Items listed in a dataset:
_ _ _ _ _ _ _

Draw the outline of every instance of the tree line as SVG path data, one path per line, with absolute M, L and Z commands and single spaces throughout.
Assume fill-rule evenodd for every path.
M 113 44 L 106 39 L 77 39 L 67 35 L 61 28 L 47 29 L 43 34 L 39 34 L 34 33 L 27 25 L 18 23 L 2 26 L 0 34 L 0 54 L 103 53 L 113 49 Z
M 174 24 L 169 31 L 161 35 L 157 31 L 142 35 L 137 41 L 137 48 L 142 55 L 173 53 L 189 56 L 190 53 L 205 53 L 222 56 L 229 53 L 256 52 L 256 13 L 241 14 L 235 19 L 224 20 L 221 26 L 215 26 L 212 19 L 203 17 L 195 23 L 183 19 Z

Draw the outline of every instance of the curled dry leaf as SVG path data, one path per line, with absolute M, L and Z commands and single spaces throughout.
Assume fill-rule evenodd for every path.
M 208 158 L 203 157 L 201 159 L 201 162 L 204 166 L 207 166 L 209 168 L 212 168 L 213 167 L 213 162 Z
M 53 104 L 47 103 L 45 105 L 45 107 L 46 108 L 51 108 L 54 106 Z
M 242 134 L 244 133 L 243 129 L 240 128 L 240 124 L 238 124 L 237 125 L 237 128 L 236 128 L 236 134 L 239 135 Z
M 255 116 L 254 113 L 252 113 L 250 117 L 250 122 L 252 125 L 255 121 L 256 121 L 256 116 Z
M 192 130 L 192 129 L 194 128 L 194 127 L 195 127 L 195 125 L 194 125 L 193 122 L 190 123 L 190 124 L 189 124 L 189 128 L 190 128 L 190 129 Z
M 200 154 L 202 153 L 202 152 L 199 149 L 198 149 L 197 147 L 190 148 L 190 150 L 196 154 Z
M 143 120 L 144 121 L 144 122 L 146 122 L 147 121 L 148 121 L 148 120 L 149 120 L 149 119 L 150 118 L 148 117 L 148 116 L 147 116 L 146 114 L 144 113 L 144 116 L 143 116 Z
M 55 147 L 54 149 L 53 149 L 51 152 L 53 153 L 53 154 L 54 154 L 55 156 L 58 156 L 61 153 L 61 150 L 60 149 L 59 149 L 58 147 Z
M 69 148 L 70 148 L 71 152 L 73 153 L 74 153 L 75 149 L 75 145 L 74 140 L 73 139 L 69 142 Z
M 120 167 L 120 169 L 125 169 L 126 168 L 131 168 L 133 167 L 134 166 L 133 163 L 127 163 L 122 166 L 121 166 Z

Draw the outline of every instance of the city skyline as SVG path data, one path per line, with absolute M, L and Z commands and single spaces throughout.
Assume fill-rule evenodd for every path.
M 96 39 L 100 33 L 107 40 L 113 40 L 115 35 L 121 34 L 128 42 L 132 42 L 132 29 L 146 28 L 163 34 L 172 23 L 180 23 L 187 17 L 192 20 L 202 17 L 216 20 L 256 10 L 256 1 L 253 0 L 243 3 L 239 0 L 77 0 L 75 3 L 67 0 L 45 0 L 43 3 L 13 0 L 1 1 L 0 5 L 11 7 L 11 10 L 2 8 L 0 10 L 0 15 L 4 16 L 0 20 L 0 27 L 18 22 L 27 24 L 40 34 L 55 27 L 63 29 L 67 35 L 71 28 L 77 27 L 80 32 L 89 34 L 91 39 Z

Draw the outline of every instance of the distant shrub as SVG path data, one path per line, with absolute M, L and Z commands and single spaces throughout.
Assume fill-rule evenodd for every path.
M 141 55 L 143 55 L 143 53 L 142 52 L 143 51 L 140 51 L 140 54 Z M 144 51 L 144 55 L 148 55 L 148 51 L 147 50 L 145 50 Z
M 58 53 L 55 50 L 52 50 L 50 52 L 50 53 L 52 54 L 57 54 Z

_ _ _ _ _ _ _

■ **PROBLEM**: Could you write out every one of the lines above, word for word?

■ **COMPLETED TASK**:
Draw the outline of every instance of the tree line as SVG path data, one path per line, with absolute M, L and Z commands and single spaces throughout.
Assume fill-rule evenodd for every path.
M 113 44 L 106 39 L 77 39 L 67 35 L 61 28 L 47 29 L 43 34 L 39 34 L 34 33 L 27 25 L 18 23 L 2 26 L 0 34 L 0 54 L 103 53 L 113 49 Z
M 174 24 L 169 31 L 161 35 L 157 31 L 142 35 L 137 41 L 137 48 L 142 55 L 173 53 L 189 56 L 190 53 L 205 53 L 222 56 L 229 53 L 256 52 L 256 13 L 241 14 L 235 19 L 224 20 L 221 26 L 215 26 L 212 19 L 203 17 L 195 23 L 183 19 Z

Draw the outline of every instance of the curled dry leaf as SVG path data, one path per line, with absolute M, L and Z commands and single spaces throughout.
Assume fill-rule evenodd for every path.
M 208 158 L 203 157 L 201 159 L 201 162 L 204 166 L 207 166 L 209 168 L 212 168 L 213 167 L 213 162 Z
M 53 104 L 47 103 L 45 105 L 45 107 L 46 108 L 51 108 L 54 106 Z
M 242 134 L 244 133 L 243 129 L 240 128 L 240 124 L 238 124 L 237 125 L 237 128 L 236 128 L 236 134 L 239 135 Z
M 255 116 L 254 113 L 252 113 L 250 117 L 250 122 L 252 125 L 255 121 L 256 121 L 256 116 Z
M 192 130 L 192 129 L 194 128 L 194 127 L 195 127 L 195 125 L 194 125 L 193 122 L 190 123 L 190 124 L 189 124 L 189 128 L 190 128 L 190 129 Z
M 200 154 L 202 153 L 202 152 L 199 149 L 198 149 L 197 147 L 190 148 L 190 150 L 196 154 Z
M 143 120 L 144 121 L 144 122 L 146 122 L 147 121 L 148 121 L 148 120 L 149 120 L 149 119 L 150 118 L 148 117 L 148 116 L 147 116 L 146 114 L 144 113 L 144 116 L 143 116 Z
M 55 147 L 54 149 L 53 149 L 51 152 L 53 153 L 53 154 L 54 154 L 55 156 L 58 156 L 61 153 L 61 150 L 60 149 L 59 149 L 58 147 Z
M 69 148 L 70 148 L 71 152 L 73 153 L 74 153 L 75 149 L 75 145 L 74 140 L 73 139 L 69 142 Z
M 120 167 L 120 169 L 125 169 L 126 168 L 131 168 L 133 167 L 134 166 L 133 163 L 127 163 L 122 166 L 121 166 Z

Draw the outline of every instance of the city skyline as SVG path data, one path per line, with absolute M, L and Z commands and single spaces throughout.
Assume fill-rule evenodd for every path.
M 96 39 L 100 33 L 107 40 L 113 40 L 115 35 L 121 34 L 128 42 L 132 42 L 132 29 L 146 28 L 163 34 L 172 23 L 180 23 L 187 17 L 192 20 L 202 17 L 216 20 L 256 10 L 256 1 L 253 0 L 243 3 L 239 0 L 77 0 L 75 3 L 67 0 L 45 0 L 43 3 L 13 0 L 1 1 L 0 5 L 11 7 L 11 10 L 2 8 L 0 10 L 0 15 L 4 16 L 0 20 L 0 27 L 18 22 L 27 24 L 40 34 L 55 27 L 63 29 L 67 35 L 71 28 L 77 27 L 80 32 L 89 34 L 91 39 Z

Draw the outline of every instance of the distant shrub as SVG path data, one path per line, with absolute M, L and Z commands and single spaces throughout.
Assume fill-rule evenodd for every path.
M 141 55 L 143 55 L 143 53 L 142 52 L 143 51 L 140 51 L 140 54 Z M 144 51 L 144 55 L 148 55 L 148 51 L 147 50 L 145 50 Z
M 58 53 L 55 50 L 52 50 L 50 52 L 50 53 L 52 54 L 57 54 Z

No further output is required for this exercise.